[Records provided Boundary: Start]

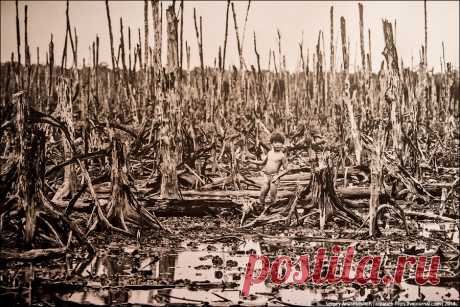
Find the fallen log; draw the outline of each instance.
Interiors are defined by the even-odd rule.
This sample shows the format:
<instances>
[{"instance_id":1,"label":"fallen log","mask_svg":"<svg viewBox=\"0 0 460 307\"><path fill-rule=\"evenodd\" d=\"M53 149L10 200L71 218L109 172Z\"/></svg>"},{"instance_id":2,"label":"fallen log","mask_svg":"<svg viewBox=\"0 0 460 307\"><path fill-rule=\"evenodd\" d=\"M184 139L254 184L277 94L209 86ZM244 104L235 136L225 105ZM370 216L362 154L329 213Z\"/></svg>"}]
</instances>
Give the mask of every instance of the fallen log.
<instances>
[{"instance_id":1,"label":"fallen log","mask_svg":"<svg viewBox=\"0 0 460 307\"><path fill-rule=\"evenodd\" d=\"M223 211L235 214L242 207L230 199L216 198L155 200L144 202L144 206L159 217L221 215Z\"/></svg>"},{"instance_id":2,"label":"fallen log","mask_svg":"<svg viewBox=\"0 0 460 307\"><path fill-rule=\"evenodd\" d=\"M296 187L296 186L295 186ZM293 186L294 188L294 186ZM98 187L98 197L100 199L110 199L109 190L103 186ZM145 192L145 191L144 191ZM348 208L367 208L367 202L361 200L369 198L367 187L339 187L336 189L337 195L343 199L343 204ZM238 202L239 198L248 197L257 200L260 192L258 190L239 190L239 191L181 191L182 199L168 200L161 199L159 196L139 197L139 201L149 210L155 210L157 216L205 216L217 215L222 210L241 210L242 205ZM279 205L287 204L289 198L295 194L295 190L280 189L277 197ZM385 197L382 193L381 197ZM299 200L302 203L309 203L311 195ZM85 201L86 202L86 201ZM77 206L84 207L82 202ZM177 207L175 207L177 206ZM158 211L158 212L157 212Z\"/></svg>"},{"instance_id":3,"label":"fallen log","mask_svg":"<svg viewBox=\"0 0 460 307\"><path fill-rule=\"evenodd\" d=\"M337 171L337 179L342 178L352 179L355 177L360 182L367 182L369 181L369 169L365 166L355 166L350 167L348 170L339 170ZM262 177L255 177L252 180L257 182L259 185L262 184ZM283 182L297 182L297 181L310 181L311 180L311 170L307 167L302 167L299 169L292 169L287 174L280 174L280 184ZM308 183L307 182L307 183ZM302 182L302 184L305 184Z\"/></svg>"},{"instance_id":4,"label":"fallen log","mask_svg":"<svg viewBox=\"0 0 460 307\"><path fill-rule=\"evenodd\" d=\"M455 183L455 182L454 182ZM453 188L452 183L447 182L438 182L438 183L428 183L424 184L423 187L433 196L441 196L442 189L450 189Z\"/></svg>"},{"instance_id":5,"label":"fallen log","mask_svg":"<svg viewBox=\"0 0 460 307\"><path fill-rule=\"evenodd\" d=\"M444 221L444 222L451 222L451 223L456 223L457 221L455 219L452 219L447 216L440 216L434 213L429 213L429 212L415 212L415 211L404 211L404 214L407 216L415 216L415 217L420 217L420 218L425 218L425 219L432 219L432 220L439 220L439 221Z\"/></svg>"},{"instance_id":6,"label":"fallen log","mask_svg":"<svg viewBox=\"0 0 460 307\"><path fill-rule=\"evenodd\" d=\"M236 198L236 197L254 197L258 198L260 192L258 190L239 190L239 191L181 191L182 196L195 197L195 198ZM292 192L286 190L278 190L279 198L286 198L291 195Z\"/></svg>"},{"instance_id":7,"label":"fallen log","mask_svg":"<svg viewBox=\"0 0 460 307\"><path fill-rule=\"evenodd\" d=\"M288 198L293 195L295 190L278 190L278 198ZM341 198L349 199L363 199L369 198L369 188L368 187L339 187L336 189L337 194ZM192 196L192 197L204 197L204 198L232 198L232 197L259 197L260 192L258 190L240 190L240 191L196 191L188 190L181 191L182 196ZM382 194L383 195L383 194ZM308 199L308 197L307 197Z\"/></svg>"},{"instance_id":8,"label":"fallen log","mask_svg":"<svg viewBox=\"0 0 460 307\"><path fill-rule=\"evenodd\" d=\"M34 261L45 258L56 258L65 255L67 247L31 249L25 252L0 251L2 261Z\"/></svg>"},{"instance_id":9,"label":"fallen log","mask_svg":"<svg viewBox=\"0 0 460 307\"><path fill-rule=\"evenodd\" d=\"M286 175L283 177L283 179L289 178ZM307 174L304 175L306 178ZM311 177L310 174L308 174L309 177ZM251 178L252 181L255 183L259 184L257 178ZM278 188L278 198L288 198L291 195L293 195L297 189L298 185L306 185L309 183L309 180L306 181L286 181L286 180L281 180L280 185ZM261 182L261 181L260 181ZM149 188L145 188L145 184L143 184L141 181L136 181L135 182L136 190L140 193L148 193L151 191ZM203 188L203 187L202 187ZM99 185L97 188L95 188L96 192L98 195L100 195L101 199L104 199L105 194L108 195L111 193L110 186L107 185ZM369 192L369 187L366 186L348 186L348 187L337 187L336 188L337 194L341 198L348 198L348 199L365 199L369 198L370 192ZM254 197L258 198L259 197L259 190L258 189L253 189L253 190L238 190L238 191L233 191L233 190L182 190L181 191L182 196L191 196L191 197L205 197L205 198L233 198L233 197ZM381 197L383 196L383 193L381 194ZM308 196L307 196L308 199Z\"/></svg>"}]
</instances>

[Records provided Boundary: End]

- Task objective: Please write out every record above exactly, but leave the pictures out.

- Exercise result:
Find the fallen log; draw the outline of each instance.
Interiors are defined by the even-odd rule.
This sample shows the format:
<instances>
[{"instance_id":1,"label":"fallen log","mask_svg":"<svg viewBox=\"0 0 460 307\"><path fill-rule=\"evenodd\" d=\"M53 149L10 200L71 218L109 172Z\"/></svg>"},{"instance_id":2,"label":"fallen log","mask_svg":"<svg viewBox=\"0 0 460 307\"><path fill-rule=\"evenodd\" d=\"M184 139L254 184L277 94L209 86ZM244 104L235 136L225 105ZM370 216L362 154L329 213Z\"/></svg>"}]
</instances>
Give the mask of every instance of the fallen log.
<instances>
[{"instance_id":1,"label":"fallen log","mask_svg":"<svg viewBox=\"0 0 460 307\"><path fill-rule=\"evenodd\" d=\"M223 211L235 214L242 207L230 199L216 198L155 200L144 202L144 206L159 217L221 215Z\"/></svg>"},{"instance_id":2,"label":"fallen log","mask_svg":"<svg viewBox=\"0 0 460 307\"><path fill-rule=\"evenodd\" d=\"M296 187L296 186L295 186ZM293 186L294 188L294 186ZM98 187L98 197L100 199L110 199L109 190L103 186ZM145 192L145 191L144 191ZM348 208L367 208L367 202L361 200L369 198L367 187L339 187L336 189L337 195L343 199L343 204ZM238 202L239 198L248 197L257 200L260 192L258 190L239 190L239 191L181 191L182 199L168 200L161 199L159 196L139 197L139 201L149 210L155 210L157 216L205 216L217 215L222 210L241 210L242 205ZM279 205L287 204L289 198L295 194L295 190L280 189L277 197ZM385 197L382 193L381 197ZM299 200L302 203L309 203L311 195ZM85 201L86 202L86 201ZM77 206L84 207L82 202ZM177 207L175 207L177 206ZM158 211L158 212L157 212Z\"/></svg>"},{"instance_id":3,"label":"fallen log","mask_svg":"<svg viewBox=\"0 0 460 307\"><path fill-rule=\"evenodd\" d=\"M337 171L337 179L342 178L352 179L355 177L360 182L367 182L369 181L369 169L365 166L355 166L350 167L348 170L339 170ZM262 177L255 177L252 180L257 182L259 185L262 184ZM283 182L297 182L297 181L310 181L311 180L311 170L307 167L302 167L299 169L292 169L287 174L280 174L280 184ZM308 183L307 182L307 183ZM302 182L302 184L305 184Z\"/></svg>"},{"instance_id":4,"label":"fallen log","mask_svg":"<svg viewBox=\"0 0 460 307\"><path fill-rule=\"evenodd\" d=\"M455 183L455 182L454 182ZM453 188L452 183L447 182L438 182L438 183L428 183L424 184L423 187L433 196L441 196L442 189L450 189Z\"/></svg>"},{"instance_id":5,"label":"fallen log","mask_svg":"<svg viewBox=\"0 0 460 307\"><path fill-rule=\"evenodd\" d=\"M444 221L444 222L451 222L451 223L456 223L457 221L455 219L452 219L447 216L440 216L434 213L429 213L429 212L415 212L415 211L404 211L404 214L407 216L415 216L415 217L420 217L420 218L425 218L425 219L432 219L432 220L439 220L439 221Z\"/></svg>"},{"instance_id":6,"label":"fallen log","mask_svg":"<svg viewBox=\"0 0 460 307\"><path fill-rule=\"evenodd\" d=\"M236 198L236 197L254 197L258 198L260 192L258 190L239 190L239 191L181 191L182 196L195 197L195 198ZM292 192L286 190L278 190L279 198L286 198L291 195Z\"/></svg>"},{"instance_id":7,"label":"fallen log","mask_svg":"<svg viewBox=\"0 0 460 307\"><path fill-rule=\"evenodd\" d=\"M288 198L293 195L295 190L278 190L278 198ZM341 198L349 199L363 199L369 198L369 188L368 187L339 187L336 189L337 194ZM192 196L192 197L204 197L204 198L232 198L232 197L259 197L260 192L258 190L240 190L240 191L196 191L188 190L181 191L182 196ZM382 194L383 195L383 194ZM308 199L308 197L307 197Z\"/></svg>"},{"instance_id":8,"label":"fallen log","mask_svg":"<svg viewBox=\"0 0 460 307\"><path fill-rule=\"evenodd\" d=\"M34 261L45 258L56 258L65 255L67 247L31 249L25 252L0 251L2 261Z\"/></svg>"},{"instance_id":9,"label":"fallen log","mask_svg":"<svg viewBox=\"0 0 460 307\"><path fill-rule=\"evenodd\" d=\"M286 175L283 177L283 179L289 178ZM307 174L304 175L306 178ZM311 177L310 174L308 174L309 177ZM251 178L252 181L255 183L259 184L257 178ZM278 188L278 198L288 198L291 195L293 195L297 189L298 185L306 185L309 183L309 180L306 181L286 181L286 180L281 180L280 185ZM261 182L261 181L260 181ZM149 188L145 188L145 184L143 184L141 181L136 181L135 182L136 190L140 193L148 193L151 191ZM203 188L203 187L202 187ZM99 185L97 188L95 188L96 192L98 195L100 195L101 199L104 199L105 194L108 195L111 193L110 186L107 185ZM369 192L369 187L366 186L348 186L348 187L337 187L336 188L337 194L341 198L348 198L348 199L365 199L369 198L370 192ZM254 197L258 198L259 197L259 190L258 189L253 189L253 190L238 190L238 191L233 191L233 190L182 190L181 191L182 196L191 196L191 197L205 197L205 198L233 198L233 197ZM381 197L383 196L383 193L381 194ZM308 196L307 196L308 199Z\"/></svg>"}]
</instances>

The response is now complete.